EXTRACT →
----------------

Apropos to this project (drawing a historical parallel), the following paper mixes the two varieties of Chicago style: the notes-bibliography method for citing historical articles and sources, and the author-date method for citing contemporary news and sources.
Keywords: Debt, Solon, Seisachtheia, the State
Debt & Bondage: The Socioeconomic Relations of the State and Its People
Since the dawn of complex societies and early civilizations, history has been a series of experimentation and trials in creating the best form of government and state. What this form of government and state looks like depends on the needs of its society, and ultimately, those who wield power. Different ideologies and political systems have been contested and negotiated to little avail by ancient philosophers such as Aristotle and Plato in his The Republic, Thomas Moore in his Utopia, and contemporary political scientists and historians alike. A civilized society emerges when we start differentiation (division of labour), and people choose to relinquish their freedom and power in return for protection both physically and interest-wise. In this paper, the socioeconomic aspects of the state will be examined, but it is also important to note that throughout history, it was never the oversimplification of food-producers versus the rulers.
ONE The nature of slavery in Ancient Greece
Removed from our human experience now is the concept of “slavery” in the sense that it existed in Archaic Attica. Aristotle understood slavery as ‘natural’, and slaves as property or tools important to the households and greater society.¹ Public slaves demosios belonging to the state could be confiscated and redistributed to other oikoi with the property and land.² In the Greek terminology oikoi per se, the definition comprises of not only the household which includes the family but also their land, animals, house, property, and slaves.³ The terms for what comes close to the English word ‘slave’ in Ancient Greek are in fact numerous and imbued with meanings of its time: “doulos, andrapodon, pais, hypêretês.”⁴
TWO Conditions that led to the indebtedness of farmers and peasants
From the end of the Dark Age and early Archaic Age onwards, the Greeks were met with pressures of population growth and scarcity of land.⁵ It was not a problem of a lack of land, but a lack of arable, productive land that were inherited by the elite minority.⁶ The majority could only live off of marginal plots of land requiring more labour for little return, while the aristocratic landowners only got richer through a positive feedback of surplus production which were exchanged for other goods and wealth. This lead to two choices for the have-nots: either follow the exodus to settle in new colonizations in southern Italy and Sicily, or work as a thēs for another family which was considered worse than death for a free man.⁷
For the poor farmers who chose the latter, they were reduced to hired labourers toiling away on the lands of other families for little pay. One of the few records that illustrates the exploitation of the poor by the rich from the poor’s perspective is Hesiod’s Work and Days. Unlike the epics of Homer, ordinary people are the main characters of Hesiod’s Work and Days, and within it he preaches for the middle and lower classes, admonishing the basileis.⁸ The abject situation of the farmers and growing inequality between the wealthy minority and everyone else only pushed for social change and new forms of government that would redistribute power and resources to the poor.
THREE Solon’s reforms and seisachtheia
Another figure that emerged who spoke up for the rights of the poor in his work and attempted to make things more equitable, was Solon. On the other hand, Solon also spoke for the rich, defending their rights. Despite cries of the poor for obtaining political rights and redistributing the land, Solon only gave them half of what they wanted.⁹ Solon introduced seisachtheia which was the abolishment of enslavement of debt, clearing the loans and interests of free men.

----------------

INPUT DATA →
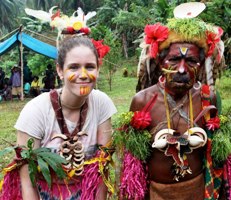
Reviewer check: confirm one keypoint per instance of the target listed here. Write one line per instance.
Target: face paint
(92, 77)
(84, 90)
(183, 58)
(84, 73)
(183, 51)
(71, 78)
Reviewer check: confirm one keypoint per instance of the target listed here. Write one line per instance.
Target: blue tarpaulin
(29, 42)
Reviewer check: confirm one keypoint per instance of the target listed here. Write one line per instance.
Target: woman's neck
(70, 101)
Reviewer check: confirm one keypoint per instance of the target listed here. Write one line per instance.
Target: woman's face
(183, 59)
(80, 71)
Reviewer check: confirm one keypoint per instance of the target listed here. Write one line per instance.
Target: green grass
(123, 89)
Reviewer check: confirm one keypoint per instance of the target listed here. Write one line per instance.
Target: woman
(83, 119)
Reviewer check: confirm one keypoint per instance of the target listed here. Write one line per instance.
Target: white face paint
(80, 71)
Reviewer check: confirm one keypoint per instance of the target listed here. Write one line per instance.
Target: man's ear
(59, 71)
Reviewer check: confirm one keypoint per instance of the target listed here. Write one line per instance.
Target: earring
(197, 87)
(162, 80)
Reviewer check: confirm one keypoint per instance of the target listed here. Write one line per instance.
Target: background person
(2, 77)
(35, 87)
(76, 118)
(49, 79)
(179, 112)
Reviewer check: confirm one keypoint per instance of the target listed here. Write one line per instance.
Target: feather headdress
(184, 27)
(64, 24)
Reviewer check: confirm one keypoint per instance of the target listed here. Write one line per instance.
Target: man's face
(184, 63)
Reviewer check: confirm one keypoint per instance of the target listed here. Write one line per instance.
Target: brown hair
(69, 43)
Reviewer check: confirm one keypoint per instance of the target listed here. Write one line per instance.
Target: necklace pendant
(180, 171)
(72, 150)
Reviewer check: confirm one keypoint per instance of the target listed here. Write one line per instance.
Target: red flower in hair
(154, 35)
(213, 123)
(213, 39)
(101, 49)
(141, 120)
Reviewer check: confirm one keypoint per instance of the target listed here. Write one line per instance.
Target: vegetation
(119, 22)
(123, 90)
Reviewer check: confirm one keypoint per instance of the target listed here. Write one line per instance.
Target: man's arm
(104, 135)
(28, 191)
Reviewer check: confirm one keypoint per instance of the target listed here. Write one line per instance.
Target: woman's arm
(28, 191)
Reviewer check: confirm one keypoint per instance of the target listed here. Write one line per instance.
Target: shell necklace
(178, 145)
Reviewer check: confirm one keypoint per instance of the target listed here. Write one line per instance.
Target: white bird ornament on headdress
(42, 15)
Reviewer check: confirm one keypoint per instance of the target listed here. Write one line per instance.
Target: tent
(29, 42)
(22, 39)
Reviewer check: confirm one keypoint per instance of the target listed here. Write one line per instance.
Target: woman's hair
(69, 43)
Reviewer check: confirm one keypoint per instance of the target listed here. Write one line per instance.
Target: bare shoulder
(142, 97)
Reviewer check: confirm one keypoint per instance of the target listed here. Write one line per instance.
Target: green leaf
(56, 167)
(32, 167)
(6, 150)
(56, 157)
(25, 154)
(45, 170)
(41, 150)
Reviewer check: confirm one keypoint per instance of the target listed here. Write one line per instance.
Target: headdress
(70, 26)
(184, 27)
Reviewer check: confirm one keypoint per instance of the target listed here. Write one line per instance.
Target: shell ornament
(72, 150)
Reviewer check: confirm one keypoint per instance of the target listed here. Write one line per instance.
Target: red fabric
(212, 40)
(101, 49)
(11, 189)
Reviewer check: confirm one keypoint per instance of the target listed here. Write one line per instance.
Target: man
(2, 77)
(183, 53)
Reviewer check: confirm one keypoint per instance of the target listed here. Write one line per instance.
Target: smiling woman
(74, 122)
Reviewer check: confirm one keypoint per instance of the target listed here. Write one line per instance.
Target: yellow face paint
(183, 50)
(84, 73)
(84, 90)
(92, 77)
(71, 77)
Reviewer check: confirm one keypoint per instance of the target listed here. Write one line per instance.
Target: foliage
(39, 160)
(110, 61)
(9, 11)
(221, 140)
(133, 139)
(38, 63)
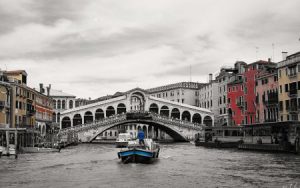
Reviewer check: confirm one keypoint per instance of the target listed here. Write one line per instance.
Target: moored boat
(137, 153)
(123, 139)
(38, 150)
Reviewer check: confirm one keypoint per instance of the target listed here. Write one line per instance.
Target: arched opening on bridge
(153, 108)
(66, 122)
(145, 131)
(110, 111)
(164, 111)
(150, 131)
(58, 104)
(58, 117)
(197, 118)
(121, 108)
(88, 117)
(70, 104)
(54, 117)
(175, 113)
(99, 114)
(77, 120)
(186, 116)
(207, 121)
(230, 117)
(137, 101)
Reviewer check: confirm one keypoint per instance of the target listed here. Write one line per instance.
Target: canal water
(179, 165)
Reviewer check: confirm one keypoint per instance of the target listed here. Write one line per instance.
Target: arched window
(70, 104)
(58, 104)
(54, 104)
(63, 105)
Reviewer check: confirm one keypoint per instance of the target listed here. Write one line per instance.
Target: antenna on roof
(256, 52)
(273, 46)
(190, 73)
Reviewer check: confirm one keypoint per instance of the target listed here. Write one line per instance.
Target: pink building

----------------

Copy the stretch of the debt and bondage paper from "THREE Solon’s reforms" through "of free men." word for word.

THREE Solon’s reforms and seisachtheia
Another figure that emerged who spoke up for the rights of the poor in his work and attempted to make things more equitable, was Solon. On the other hand, Solon also spoke for the rich, defending their rights. Despite cries of the poor for obtaining political rights and redistributing the land, Solon only gave them half of what they wanted.⁹ Solon introduced seisachtheia which was the abolishment of enslavement of debt, clearing the loans and interests of free men.